**WRITTEN TASK 1**
Please extract every line of the records below that contains the word "decal", matching case exactly.

**SOURCE**
⟨
Posted: 20 Feb. 2024 6 min. read

Delivering a risk-based approach

Why intelligence-led risk management is key

This is the second article in our Future of Financial Crime series, with a focus on the importance of intelligence-led risk management as a foundation for a future financial crime framework.

The risk assessment is a critical tool which should sit at the heart of a financial services (FS) institution’s financial crime control framework. However, it is often viewed as a regulatory driven exercise, which results in generic evaluations of the financial crime (FC) vulnerabilities that an institution is exposed to. Such outcomes provide limited actionable intelligence to enable appropriate adjustments to be made to financial crime controls. With financial crime threats ever-changing and becoming increasingly complex, this approach must evolve.

Typically, risk assessments are often limited by the following:

  • outdated intelligence about threats that is insufficient in the detail, accuracy and relevance needed to provide appropriate support for those responsible for risk management. This results in a lack of specificity in the identification, assessment, and prioritisation of the precise FC risks that the organisation faces. This can also mean an inability to articulate the threats in terms of their relevancy to an institution’s customers, geographies, and products;
  • a lack of clear and timely linkage from the risks and threats identified to the preventative and detective controls for mitigating those risks;
  • static documentation that is updated on an annual or bi-annual basis, with a significant time lag between changes in the risk assessment and associated adjustments to the control framework in response. For example, it can take a number of months for transaction monitoring (TM) rules, or several years for changes in due diligence (DD) requirements and processes to react to a changing threat landscape; and,
  • manual processes which do not provide a continuous view, meaning that risks are not quantified on a consistent basis or measured dynamically against relative likelihood and impact.

Unsurprisingly, expectations about the role of the risk assessment are changing, driven by a number of factors. In recent years, regulatory visits and reviews have increased the focus on assessing how well the risk assessment recognises the specific threats the FS institution faces, and how effectively it evaluates the underlying mitigating controls. Both are instrumental to delivering a risk-based approach. Regulatory enforcement can result where this is unsatisfactory. In the UK, the government’s Economic Crime Plan 2 (2023 – 2026) has set out clear actions to drive a more dynamic response by FS institutions to the FC risks faced by the UK. This will require the development of a control framework that provides a mechanism for adjusting areas of focus, and the ability to ‘dial-up’ and ‘dial-down’ activities as risks evolve.

Adopting a more dynamic and integrated approach to risk assessment and control modulation is key to addressing the limitations of risk assessments and meeting the changing regulatory expectations. Change can be incremental, and specific solutions will vary across FS institutions (based on sector, maturity, products, and customer base), but it is our belief that the following changes are needed:

  • a move to a proactive risk assessment approach which combines intelligence from internal sources (such as previous cases, trend analysis, changes to the business, etc.) with the enhanced use of open-source intelligence, and increased and active engagement in public-private information sharing platforms. In addition, the development and use of private-to-private intelligence sharing functions will be key to continuously update the understanding of the risks and to articulate the specific threats faced by the organisation. The role of the financial intelligence unit (FIU) is critical here, and we will share our views on the future of the FIU in a later article in this series; 
  • the implementation of an enhanced methodology to address the changing landscape of threats, by assessing and quantifying the inherent risk, and by assessing the current controls and their effectiveness in order to calculate and document the residual risk - using quantitative measures (where available/applicable).  Through this methodology, the level of risk mitigation and risk acceptance of residual risk should be aligned to the commercial ambitions and risk appetite of the FS institution and governed accordingly;
  • greater integration of the risk assessment, where possible, through dynamic values directly linked to the control framework. For example, a dynamic link to the client DD scoring or scoring used in integrated monitoring and segmentation, to accelerate re-assessment when risks change. This would help to reduce the often significant costs associated with managing and responding to changes in risk;
  • for larger FS institutions, the risk assessment and control library should be implemented in a suitable platform, that can directly integrate with the control environment and provide demonstrable visibility of risks and controls.
⟩
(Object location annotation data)
⟨
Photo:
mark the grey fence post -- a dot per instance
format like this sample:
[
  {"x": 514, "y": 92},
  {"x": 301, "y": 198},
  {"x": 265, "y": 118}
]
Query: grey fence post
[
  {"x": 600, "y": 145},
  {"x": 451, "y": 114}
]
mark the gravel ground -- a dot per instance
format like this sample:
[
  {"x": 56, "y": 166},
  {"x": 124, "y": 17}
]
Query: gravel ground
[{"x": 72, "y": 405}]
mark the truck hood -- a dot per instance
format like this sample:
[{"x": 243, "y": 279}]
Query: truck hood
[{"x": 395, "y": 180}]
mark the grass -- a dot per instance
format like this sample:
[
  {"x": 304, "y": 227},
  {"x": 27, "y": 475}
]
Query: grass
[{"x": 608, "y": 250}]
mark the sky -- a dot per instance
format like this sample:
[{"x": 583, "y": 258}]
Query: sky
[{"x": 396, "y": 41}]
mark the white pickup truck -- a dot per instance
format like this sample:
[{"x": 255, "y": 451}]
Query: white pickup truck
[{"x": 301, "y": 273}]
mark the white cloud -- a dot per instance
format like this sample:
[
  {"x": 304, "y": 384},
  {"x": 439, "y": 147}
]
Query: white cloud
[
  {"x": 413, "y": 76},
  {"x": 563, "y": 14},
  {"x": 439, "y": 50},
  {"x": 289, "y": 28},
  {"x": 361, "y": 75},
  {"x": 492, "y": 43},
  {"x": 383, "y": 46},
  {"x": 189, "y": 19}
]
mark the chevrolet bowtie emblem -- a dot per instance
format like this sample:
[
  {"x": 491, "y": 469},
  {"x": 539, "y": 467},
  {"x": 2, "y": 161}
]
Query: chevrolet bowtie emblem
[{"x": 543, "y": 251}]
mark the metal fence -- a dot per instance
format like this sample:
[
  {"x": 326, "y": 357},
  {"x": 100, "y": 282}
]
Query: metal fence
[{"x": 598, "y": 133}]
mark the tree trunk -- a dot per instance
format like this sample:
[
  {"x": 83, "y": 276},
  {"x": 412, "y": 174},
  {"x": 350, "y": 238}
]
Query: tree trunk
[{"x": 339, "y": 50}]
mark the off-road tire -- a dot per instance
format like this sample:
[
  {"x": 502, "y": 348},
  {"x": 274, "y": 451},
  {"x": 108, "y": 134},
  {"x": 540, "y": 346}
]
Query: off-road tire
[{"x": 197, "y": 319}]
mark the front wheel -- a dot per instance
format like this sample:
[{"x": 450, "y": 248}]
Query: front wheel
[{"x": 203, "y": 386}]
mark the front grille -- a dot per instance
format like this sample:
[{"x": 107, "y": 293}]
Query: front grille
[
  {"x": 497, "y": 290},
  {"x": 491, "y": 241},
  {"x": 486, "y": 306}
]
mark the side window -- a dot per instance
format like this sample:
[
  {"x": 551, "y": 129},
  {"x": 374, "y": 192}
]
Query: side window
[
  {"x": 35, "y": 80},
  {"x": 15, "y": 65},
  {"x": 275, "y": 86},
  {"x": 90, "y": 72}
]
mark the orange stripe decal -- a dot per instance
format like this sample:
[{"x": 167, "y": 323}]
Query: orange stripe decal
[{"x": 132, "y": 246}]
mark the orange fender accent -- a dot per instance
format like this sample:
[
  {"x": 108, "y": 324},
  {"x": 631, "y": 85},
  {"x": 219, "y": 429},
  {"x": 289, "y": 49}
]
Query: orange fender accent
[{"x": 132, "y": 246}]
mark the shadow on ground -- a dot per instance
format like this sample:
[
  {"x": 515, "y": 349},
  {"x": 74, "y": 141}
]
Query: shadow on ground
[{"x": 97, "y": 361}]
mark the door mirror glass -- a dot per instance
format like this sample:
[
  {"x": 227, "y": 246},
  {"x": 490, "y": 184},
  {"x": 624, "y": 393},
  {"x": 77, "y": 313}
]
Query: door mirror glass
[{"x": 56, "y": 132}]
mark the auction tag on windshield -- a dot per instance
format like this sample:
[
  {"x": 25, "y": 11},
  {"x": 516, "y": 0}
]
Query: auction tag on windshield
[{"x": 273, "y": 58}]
⟩
**WRITTEN TASK 2**
Transcribe the passage of the financial crime risk article above from "This is the" to "financial crime framework.", keeping every word unchanged.

**WRITTEN ANSWER 1**
mark the orange stripe decal -- a dot per instance
Query: orange stripe decal

**WRITTEN ANSWER 2**
This is the second article in our Future of Financial Crime series, with a focus on the importance of intelligence-led risk management as a foundation for a future financial crime framework.